### DATASET EXCERPTS ###

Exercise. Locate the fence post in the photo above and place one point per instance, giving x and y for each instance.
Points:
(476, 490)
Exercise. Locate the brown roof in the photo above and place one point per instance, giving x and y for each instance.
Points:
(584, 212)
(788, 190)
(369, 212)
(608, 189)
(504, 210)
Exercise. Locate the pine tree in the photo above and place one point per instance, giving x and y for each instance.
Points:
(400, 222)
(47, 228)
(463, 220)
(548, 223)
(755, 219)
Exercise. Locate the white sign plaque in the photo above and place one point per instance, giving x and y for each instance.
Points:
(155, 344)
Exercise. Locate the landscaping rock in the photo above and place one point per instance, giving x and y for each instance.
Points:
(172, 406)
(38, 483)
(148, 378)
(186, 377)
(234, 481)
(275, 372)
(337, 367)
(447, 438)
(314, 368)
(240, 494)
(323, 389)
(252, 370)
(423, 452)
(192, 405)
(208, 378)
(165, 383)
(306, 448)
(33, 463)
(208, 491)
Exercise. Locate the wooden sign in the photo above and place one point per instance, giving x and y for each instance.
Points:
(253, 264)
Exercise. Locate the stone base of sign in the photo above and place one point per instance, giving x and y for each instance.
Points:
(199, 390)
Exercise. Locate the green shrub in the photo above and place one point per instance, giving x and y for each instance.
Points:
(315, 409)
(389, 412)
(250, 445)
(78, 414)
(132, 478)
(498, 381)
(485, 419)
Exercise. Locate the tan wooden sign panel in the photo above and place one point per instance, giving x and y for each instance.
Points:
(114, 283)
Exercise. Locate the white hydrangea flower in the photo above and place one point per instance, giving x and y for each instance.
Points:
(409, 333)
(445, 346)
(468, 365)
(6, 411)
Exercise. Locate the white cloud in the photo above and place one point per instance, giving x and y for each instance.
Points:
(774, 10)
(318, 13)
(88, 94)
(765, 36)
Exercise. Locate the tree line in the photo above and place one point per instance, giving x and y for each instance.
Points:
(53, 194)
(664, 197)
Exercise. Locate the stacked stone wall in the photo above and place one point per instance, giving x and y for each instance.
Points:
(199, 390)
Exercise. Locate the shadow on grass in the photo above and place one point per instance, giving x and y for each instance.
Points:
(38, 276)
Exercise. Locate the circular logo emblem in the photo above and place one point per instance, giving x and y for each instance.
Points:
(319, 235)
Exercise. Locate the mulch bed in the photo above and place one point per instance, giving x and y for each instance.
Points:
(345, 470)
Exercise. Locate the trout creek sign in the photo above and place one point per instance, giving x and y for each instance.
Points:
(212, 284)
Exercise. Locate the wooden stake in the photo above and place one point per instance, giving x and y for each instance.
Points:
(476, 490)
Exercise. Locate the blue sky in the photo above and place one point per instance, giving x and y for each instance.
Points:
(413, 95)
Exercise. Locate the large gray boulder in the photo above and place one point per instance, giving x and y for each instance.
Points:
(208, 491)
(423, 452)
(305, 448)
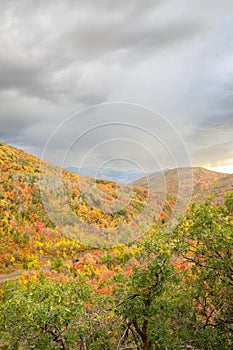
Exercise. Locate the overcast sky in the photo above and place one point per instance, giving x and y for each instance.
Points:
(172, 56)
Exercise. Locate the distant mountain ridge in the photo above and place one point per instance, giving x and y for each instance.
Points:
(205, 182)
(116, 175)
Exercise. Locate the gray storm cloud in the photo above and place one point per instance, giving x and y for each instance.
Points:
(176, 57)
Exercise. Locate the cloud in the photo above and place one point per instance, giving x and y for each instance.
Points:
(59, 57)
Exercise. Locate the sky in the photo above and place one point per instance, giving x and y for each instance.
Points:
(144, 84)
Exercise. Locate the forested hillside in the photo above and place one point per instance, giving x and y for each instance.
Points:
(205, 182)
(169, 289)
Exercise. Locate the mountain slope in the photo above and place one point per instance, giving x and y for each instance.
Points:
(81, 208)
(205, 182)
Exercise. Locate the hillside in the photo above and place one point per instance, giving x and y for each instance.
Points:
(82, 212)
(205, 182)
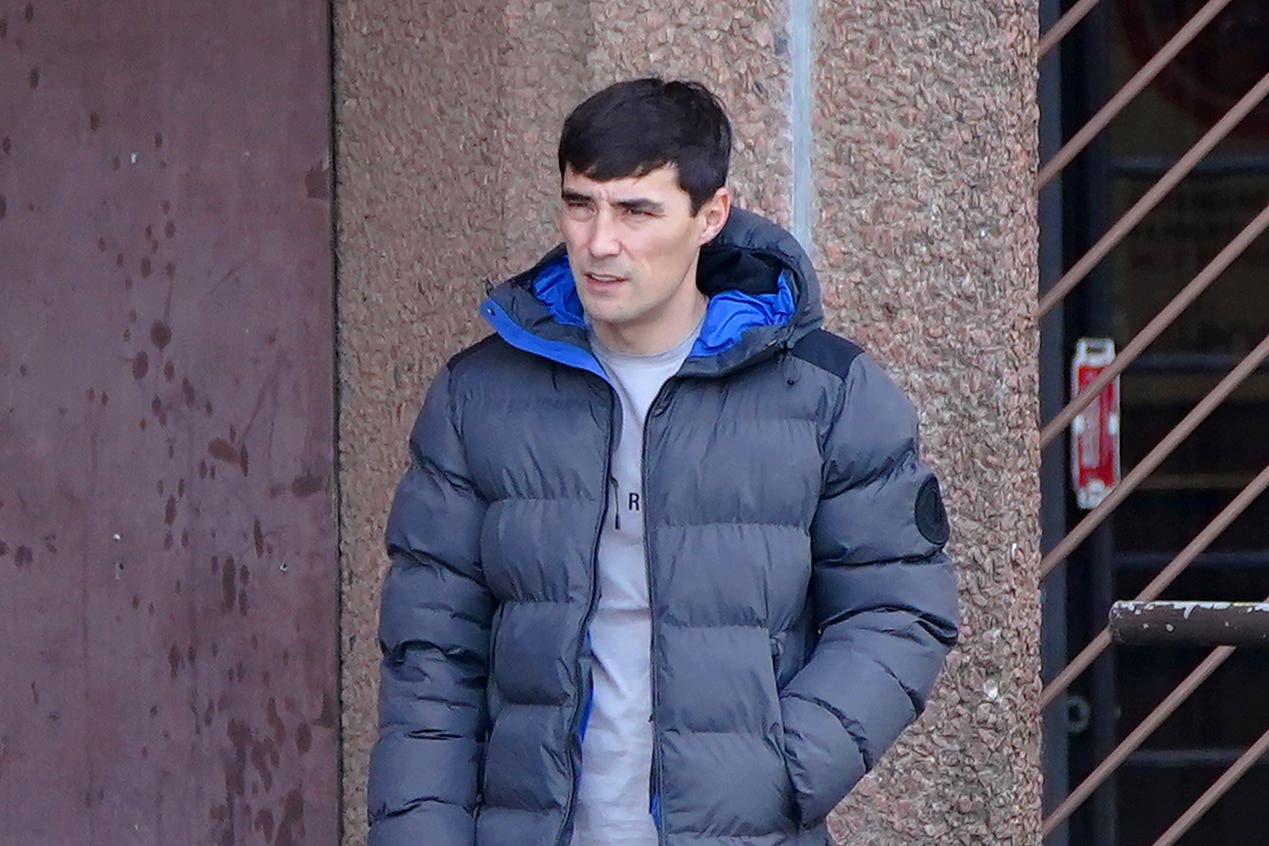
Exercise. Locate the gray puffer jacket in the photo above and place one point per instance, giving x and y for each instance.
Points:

###
### DATASET EXCERPTS ###

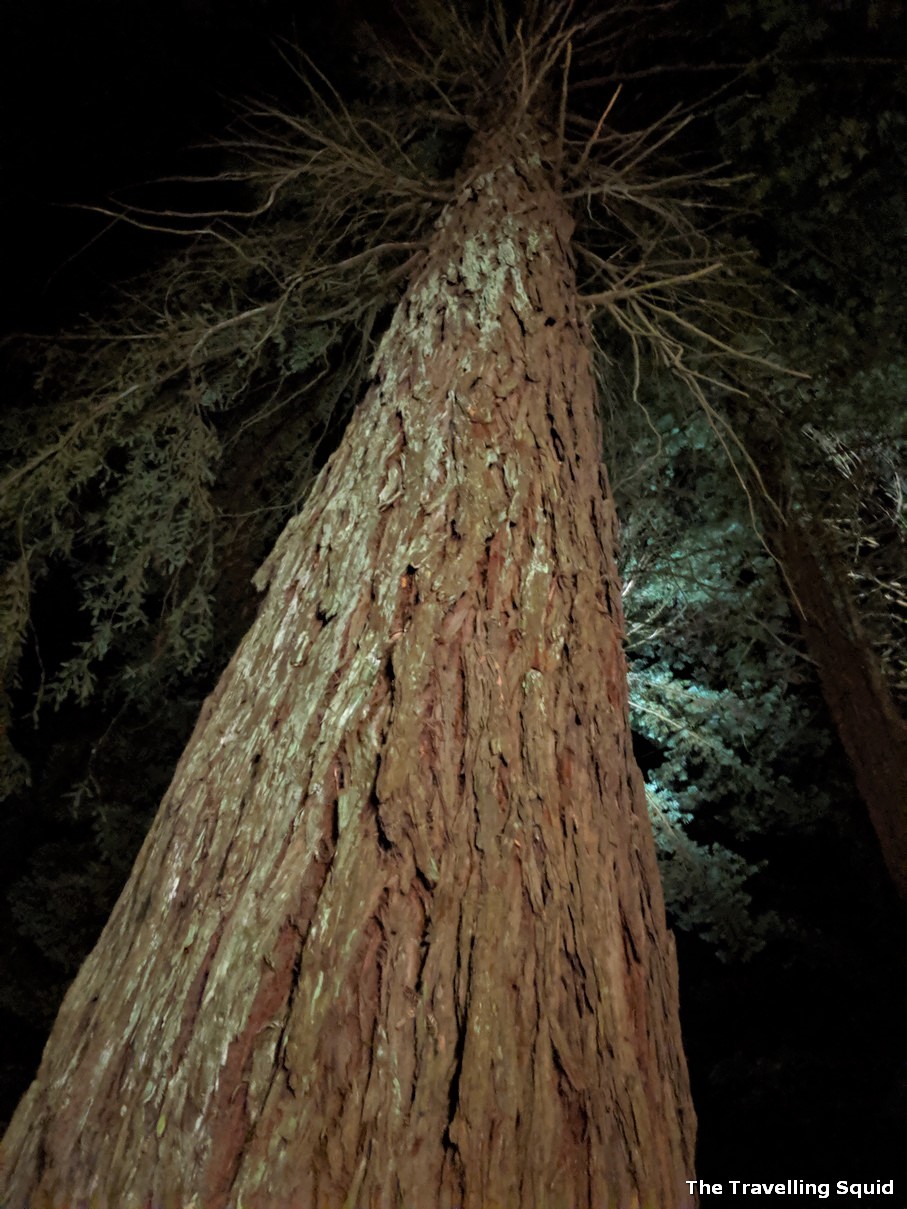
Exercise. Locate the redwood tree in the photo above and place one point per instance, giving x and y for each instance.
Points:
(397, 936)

###
### DATASET EXCERPTS ###

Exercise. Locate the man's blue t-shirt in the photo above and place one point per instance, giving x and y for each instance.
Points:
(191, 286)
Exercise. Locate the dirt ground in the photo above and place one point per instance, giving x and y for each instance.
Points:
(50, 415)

###

Report each line of the entries above that contains the string "stone", copying every such line in full. Case counts.

**ANSWER TO THIS EXERCISE**.
Exercise. Locate the stone base of sign in the photo above and place one point per instance, giving x and y for each instance.
Exercise. Locate the stacked stone wall in the photo above and place one point per instance, giving x and y for each instance.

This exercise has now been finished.